:: Task ::
The line count for "shoe" is all that is needed: say how many lines in the listing below contain it.
■ ■ ■ ■
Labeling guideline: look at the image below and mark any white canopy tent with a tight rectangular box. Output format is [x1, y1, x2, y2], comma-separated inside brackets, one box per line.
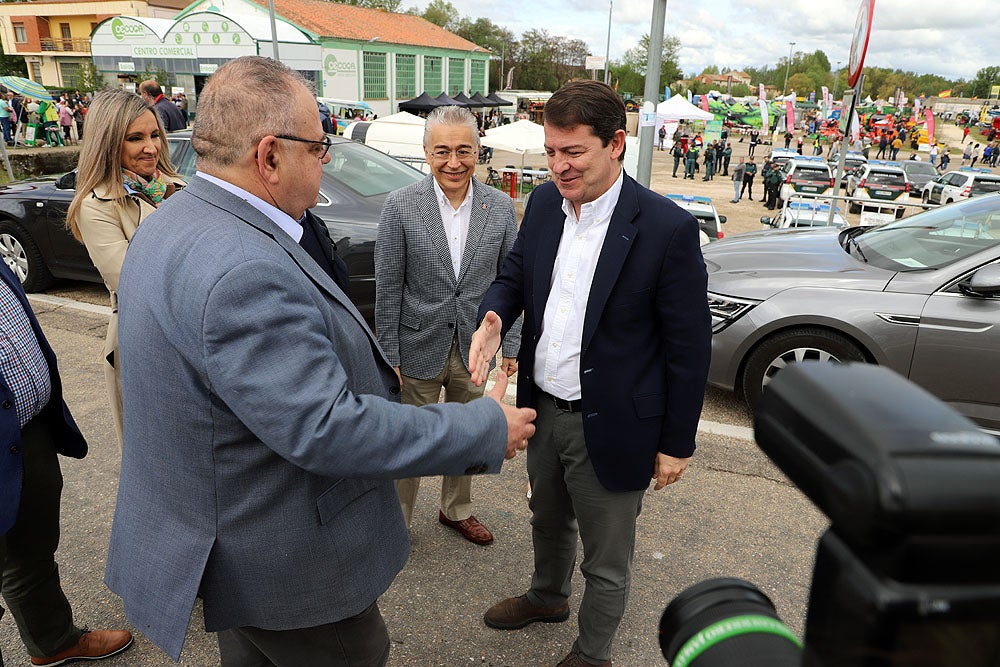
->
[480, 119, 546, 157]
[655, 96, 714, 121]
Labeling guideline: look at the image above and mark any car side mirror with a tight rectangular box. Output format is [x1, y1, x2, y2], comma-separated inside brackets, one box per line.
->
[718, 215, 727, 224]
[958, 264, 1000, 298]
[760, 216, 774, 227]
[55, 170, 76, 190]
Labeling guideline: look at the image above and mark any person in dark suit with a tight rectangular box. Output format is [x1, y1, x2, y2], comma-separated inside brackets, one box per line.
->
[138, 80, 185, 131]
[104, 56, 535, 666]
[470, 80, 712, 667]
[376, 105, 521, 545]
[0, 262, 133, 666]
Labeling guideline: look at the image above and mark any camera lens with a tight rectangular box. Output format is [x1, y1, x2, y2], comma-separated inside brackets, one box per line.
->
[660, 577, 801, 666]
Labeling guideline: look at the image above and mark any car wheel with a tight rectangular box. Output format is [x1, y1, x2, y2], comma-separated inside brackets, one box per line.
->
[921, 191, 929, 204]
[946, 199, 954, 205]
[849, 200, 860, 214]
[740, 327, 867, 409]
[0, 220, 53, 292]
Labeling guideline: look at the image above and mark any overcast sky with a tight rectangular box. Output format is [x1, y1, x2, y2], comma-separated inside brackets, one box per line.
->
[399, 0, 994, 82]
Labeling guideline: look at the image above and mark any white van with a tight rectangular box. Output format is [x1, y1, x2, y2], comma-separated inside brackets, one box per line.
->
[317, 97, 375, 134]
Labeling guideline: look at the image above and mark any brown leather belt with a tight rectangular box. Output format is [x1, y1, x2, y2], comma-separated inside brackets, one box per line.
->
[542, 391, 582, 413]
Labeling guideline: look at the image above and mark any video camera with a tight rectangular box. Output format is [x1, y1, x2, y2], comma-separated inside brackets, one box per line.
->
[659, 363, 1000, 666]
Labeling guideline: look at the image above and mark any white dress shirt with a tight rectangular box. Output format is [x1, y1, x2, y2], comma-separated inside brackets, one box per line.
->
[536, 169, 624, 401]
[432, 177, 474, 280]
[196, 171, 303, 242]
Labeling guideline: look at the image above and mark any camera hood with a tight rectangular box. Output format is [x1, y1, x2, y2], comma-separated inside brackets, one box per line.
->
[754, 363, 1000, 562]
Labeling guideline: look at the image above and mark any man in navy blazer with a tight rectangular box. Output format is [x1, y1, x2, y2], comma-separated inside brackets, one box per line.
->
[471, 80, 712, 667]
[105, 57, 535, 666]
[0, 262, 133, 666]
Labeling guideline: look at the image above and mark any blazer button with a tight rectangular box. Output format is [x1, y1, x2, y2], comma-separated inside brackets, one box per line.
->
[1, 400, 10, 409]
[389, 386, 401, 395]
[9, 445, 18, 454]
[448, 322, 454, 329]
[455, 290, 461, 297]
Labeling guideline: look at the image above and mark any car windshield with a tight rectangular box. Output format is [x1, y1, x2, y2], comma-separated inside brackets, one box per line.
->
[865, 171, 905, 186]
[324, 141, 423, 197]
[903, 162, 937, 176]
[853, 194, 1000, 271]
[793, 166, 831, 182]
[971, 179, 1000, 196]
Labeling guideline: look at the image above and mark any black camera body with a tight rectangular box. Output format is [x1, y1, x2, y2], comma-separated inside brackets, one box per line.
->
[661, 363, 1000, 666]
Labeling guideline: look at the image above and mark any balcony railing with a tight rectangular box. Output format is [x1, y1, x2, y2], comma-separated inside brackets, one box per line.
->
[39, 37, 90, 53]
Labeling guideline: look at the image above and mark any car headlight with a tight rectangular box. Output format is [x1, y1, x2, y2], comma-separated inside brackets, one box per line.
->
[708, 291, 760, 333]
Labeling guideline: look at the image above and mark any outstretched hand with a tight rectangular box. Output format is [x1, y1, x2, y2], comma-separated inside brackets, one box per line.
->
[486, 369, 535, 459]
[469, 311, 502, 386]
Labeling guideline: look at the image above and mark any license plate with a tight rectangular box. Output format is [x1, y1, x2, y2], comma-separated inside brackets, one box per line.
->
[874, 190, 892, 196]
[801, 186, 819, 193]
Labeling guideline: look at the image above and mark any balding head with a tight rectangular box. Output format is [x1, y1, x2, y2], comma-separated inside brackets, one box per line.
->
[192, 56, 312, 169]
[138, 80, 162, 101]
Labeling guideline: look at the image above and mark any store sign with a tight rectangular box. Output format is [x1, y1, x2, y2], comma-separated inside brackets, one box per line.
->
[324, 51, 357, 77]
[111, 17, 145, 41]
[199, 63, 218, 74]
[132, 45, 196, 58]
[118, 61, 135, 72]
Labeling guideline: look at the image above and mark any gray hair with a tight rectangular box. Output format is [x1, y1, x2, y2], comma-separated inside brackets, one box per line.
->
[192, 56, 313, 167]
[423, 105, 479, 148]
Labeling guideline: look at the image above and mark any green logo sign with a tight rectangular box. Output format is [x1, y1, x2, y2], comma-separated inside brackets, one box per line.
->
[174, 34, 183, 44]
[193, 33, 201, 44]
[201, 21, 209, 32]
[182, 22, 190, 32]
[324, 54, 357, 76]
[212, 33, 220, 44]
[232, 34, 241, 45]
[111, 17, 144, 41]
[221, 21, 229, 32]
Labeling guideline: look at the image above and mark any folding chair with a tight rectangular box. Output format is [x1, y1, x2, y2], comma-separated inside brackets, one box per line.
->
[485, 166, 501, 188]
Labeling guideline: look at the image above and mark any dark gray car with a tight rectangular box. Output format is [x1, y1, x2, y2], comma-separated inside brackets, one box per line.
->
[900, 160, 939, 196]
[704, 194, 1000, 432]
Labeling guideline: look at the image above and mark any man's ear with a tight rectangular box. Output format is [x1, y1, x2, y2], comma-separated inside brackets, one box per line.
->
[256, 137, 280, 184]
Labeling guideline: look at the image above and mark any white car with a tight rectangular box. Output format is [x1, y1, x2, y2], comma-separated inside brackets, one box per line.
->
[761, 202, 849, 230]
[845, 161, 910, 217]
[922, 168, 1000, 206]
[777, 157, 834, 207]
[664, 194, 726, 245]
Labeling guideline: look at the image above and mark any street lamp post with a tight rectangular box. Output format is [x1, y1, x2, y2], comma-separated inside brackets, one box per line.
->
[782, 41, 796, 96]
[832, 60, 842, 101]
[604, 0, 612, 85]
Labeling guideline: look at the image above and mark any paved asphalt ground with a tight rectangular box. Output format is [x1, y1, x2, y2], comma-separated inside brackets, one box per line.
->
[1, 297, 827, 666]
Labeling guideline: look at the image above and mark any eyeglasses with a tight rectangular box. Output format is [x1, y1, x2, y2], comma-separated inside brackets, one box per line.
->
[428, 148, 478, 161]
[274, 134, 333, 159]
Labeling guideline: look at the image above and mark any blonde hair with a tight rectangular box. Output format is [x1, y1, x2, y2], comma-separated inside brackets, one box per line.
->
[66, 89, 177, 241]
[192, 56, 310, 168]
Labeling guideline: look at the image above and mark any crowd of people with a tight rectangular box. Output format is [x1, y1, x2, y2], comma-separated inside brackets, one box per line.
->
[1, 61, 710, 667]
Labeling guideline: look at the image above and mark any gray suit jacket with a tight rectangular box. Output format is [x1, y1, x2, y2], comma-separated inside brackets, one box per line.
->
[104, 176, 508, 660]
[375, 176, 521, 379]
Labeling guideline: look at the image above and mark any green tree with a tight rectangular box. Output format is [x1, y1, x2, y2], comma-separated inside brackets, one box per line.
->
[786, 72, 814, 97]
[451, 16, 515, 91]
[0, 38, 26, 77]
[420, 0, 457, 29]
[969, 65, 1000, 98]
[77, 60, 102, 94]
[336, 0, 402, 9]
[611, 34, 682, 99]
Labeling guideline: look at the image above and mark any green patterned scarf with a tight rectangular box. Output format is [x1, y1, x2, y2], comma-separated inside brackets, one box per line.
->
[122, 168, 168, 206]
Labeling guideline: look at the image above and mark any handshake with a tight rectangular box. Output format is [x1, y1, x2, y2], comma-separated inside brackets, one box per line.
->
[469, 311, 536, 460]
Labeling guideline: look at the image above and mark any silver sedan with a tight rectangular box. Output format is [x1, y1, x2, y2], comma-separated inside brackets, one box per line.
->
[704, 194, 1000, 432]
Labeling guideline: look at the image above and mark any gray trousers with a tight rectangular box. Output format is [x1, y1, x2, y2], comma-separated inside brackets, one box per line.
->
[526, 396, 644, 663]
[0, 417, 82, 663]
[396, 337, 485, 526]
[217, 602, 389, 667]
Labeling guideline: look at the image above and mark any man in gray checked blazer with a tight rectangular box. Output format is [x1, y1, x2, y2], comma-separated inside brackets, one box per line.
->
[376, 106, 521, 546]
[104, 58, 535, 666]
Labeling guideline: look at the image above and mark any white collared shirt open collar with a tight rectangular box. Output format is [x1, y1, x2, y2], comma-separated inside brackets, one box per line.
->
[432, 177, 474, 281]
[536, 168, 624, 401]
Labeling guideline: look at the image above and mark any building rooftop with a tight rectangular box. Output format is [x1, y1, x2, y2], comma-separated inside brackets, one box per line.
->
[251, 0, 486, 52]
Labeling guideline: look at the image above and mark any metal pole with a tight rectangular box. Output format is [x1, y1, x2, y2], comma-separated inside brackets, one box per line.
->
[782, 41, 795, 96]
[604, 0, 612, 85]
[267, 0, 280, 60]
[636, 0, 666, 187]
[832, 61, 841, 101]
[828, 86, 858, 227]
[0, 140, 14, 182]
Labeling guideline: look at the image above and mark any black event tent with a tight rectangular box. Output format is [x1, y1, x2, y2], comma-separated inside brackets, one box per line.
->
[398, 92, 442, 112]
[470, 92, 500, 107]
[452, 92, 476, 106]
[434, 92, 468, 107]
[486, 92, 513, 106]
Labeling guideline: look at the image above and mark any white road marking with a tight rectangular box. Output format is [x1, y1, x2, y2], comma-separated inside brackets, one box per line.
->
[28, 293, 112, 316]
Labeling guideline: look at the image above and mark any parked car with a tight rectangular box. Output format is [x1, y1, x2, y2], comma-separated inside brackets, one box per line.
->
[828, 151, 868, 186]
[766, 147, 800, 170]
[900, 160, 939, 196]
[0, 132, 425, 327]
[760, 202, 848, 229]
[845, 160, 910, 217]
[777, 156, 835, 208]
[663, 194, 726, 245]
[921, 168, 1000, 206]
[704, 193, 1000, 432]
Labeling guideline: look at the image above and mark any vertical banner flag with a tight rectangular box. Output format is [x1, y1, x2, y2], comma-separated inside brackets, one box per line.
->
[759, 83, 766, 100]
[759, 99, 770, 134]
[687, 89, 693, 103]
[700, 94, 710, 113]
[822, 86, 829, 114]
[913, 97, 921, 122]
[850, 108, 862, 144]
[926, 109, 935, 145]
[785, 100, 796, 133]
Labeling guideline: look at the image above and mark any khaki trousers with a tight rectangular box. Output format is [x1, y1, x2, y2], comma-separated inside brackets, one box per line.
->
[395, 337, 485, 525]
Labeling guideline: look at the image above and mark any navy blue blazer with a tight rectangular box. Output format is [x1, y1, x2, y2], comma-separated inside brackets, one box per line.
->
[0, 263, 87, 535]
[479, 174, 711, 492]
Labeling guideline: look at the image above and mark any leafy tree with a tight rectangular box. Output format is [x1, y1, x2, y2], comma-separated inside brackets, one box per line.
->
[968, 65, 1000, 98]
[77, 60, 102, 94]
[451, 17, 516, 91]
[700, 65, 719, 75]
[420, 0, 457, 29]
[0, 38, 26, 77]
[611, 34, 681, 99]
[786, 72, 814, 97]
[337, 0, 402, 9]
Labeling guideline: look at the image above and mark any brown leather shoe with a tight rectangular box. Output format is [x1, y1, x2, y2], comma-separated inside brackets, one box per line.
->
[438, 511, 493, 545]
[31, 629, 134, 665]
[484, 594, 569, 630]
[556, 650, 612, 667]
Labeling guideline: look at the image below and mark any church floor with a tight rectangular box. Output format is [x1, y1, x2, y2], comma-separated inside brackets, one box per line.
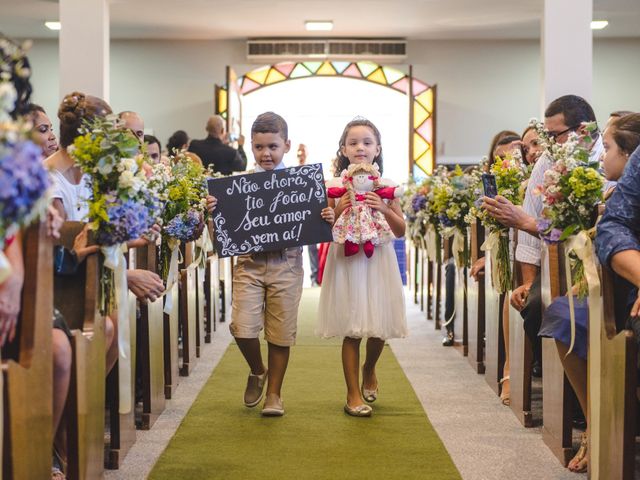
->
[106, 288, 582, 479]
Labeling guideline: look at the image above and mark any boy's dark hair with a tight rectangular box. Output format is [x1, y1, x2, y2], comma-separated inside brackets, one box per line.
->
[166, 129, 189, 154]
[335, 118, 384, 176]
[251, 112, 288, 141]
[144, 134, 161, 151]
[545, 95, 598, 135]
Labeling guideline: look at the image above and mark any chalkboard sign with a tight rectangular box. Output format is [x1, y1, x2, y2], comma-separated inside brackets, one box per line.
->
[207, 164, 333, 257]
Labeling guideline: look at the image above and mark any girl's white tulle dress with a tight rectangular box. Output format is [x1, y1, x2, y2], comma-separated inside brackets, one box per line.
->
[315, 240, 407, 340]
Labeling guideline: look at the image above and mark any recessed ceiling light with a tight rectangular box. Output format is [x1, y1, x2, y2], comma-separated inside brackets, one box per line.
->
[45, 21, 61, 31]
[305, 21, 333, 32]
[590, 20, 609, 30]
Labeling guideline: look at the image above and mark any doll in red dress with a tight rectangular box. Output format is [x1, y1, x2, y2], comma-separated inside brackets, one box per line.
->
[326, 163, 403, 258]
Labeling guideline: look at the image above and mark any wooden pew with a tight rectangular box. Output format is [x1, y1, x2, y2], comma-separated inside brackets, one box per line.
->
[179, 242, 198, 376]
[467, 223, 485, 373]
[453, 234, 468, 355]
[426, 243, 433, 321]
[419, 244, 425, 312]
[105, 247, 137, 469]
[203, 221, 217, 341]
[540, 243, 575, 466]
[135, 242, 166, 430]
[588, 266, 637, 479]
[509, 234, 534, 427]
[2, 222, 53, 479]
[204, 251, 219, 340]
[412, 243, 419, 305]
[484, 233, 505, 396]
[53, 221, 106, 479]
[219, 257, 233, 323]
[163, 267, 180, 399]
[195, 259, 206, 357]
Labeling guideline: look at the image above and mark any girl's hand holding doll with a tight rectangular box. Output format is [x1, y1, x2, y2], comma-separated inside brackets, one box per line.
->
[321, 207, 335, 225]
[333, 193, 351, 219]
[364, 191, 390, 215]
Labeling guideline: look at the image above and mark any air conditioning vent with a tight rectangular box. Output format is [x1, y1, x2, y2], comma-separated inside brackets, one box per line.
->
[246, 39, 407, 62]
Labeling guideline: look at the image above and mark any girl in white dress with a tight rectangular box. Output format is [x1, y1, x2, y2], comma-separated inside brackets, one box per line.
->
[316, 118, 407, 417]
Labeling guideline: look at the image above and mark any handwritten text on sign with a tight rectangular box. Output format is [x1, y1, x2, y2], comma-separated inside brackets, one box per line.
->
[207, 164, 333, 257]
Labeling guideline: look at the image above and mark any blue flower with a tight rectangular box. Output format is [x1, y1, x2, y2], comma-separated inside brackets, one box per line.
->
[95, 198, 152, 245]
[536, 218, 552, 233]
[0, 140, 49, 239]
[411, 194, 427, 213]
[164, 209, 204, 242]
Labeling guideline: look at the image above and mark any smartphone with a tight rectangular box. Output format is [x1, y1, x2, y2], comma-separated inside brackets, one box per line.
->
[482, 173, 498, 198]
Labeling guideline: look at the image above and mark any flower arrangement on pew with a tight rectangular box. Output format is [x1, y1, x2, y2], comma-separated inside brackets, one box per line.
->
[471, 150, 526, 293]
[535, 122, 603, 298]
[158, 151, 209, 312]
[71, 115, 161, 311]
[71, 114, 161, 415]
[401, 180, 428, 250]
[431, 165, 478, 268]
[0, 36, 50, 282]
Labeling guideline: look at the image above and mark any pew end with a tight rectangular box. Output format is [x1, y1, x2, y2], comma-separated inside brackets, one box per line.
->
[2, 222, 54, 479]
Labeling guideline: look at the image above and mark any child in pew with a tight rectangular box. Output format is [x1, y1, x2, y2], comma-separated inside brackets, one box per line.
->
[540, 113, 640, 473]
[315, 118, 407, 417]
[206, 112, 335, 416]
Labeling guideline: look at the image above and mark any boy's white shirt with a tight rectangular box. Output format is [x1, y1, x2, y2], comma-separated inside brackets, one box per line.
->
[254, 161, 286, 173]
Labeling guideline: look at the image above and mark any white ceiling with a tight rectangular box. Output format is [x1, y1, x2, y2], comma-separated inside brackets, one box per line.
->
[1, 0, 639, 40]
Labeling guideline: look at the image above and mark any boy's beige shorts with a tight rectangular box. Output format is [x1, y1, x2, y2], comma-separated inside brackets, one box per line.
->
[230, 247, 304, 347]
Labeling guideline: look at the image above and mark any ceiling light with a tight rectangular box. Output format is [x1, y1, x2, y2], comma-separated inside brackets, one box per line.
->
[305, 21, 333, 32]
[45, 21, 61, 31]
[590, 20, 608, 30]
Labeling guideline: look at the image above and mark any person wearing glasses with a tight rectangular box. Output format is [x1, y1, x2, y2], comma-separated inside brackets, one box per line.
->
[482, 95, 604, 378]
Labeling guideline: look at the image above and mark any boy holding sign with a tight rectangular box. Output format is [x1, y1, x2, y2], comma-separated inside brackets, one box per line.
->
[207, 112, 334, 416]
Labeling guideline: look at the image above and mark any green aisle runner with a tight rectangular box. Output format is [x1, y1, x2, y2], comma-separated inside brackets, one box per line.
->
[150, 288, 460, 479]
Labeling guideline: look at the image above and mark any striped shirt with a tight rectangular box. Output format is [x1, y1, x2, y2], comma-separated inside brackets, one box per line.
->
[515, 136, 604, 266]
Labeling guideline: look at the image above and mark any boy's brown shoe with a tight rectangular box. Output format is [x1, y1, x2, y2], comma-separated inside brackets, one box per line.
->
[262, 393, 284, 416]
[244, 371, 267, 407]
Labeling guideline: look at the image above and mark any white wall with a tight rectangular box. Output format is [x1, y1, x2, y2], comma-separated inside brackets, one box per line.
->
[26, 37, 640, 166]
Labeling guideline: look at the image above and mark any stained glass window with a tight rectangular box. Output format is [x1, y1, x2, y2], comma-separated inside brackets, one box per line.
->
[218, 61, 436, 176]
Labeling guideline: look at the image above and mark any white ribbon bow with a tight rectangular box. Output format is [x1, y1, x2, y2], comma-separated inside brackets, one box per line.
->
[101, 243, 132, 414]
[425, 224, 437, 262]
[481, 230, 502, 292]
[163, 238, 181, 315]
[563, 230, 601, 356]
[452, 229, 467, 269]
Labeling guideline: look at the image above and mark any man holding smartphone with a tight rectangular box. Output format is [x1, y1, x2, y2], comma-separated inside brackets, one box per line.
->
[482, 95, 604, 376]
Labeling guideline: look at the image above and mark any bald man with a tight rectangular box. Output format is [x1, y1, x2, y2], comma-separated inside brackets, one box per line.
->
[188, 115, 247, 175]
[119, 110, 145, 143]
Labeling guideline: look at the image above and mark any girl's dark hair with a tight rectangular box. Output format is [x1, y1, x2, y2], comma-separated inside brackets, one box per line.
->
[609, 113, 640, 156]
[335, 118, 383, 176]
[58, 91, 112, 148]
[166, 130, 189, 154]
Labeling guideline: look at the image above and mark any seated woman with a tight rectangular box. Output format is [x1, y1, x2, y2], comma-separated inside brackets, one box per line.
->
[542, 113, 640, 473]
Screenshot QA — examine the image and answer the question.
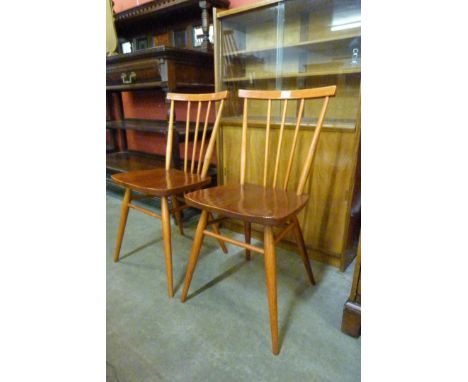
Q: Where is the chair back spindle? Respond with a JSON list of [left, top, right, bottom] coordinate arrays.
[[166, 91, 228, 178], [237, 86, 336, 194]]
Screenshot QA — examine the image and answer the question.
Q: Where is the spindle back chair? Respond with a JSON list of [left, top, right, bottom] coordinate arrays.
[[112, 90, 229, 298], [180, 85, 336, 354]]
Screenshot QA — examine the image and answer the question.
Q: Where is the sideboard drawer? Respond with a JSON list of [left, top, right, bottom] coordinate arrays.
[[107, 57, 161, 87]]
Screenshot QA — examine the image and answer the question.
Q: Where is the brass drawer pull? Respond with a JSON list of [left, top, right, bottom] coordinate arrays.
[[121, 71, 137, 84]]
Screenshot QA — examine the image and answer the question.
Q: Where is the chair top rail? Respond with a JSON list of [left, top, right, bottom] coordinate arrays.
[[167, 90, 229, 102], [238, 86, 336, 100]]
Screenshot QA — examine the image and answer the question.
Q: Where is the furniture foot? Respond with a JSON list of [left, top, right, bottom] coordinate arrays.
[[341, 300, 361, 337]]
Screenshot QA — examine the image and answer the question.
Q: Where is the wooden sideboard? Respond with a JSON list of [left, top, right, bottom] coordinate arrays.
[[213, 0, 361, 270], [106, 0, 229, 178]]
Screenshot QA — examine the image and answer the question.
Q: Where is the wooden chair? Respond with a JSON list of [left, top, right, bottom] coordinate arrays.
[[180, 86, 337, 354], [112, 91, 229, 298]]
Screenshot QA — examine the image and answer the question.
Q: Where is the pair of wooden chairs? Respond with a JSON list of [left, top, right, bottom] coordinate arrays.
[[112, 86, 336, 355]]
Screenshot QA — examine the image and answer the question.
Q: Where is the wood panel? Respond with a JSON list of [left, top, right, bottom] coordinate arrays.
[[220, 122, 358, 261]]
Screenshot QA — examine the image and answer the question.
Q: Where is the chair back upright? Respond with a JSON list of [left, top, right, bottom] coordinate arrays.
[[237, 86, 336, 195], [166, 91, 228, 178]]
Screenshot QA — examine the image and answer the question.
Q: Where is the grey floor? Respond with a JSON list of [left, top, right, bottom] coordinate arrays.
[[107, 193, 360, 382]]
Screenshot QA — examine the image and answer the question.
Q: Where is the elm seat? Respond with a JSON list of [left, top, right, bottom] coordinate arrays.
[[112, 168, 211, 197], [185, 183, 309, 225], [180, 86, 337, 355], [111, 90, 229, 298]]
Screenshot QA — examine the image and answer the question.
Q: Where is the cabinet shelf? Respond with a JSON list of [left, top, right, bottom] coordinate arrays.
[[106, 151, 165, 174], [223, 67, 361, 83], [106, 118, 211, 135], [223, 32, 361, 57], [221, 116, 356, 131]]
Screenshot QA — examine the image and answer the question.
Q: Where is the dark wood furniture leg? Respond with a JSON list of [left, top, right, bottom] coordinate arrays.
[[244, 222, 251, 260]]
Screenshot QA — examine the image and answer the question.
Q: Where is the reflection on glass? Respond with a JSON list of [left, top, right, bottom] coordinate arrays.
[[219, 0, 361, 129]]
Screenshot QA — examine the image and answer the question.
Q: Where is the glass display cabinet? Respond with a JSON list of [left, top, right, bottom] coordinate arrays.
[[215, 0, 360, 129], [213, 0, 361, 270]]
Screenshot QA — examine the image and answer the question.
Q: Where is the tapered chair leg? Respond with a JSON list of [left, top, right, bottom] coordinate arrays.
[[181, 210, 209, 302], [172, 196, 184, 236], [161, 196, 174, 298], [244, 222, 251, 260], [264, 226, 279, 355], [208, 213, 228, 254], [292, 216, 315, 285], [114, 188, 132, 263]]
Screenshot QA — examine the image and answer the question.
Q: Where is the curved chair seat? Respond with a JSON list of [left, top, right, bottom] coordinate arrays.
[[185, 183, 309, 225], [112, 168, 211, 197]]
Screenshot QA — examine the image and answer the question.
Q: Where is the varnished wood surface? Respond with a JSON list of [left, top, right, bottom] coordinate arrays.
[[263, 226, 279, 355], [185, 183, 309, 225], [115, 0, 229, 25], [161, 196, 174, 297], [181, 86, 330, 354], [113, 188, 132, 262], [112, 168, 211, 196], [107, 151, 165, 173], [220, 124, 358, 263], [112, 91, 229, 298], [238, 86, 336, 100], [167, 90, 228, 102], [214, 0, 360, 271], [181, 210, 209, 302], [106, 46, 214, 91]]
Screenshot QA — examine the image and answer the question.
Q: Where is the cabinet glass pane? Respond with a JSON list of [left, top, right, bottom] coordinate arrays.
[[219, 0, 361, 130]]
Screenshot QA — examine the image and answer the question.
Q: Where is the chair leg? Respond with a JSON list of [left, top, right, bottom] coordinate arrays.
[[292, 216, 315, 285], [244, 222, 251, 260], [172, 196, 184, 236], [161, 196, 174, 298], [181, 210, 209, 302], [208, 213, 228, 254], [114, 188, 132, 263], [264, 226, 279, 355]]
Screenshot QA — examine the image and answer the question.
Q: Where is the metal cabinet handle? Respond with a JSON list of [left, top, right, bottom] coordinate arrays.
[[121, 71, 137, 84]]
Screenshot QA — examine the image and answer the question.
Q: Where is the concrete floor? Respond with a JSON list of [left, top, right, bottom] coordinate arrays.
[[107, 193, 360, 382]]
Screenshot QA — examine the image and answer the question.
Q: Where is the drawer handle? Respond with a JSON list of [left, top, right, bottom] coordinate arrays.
■ ■ ■ ■
:: Task result ::
2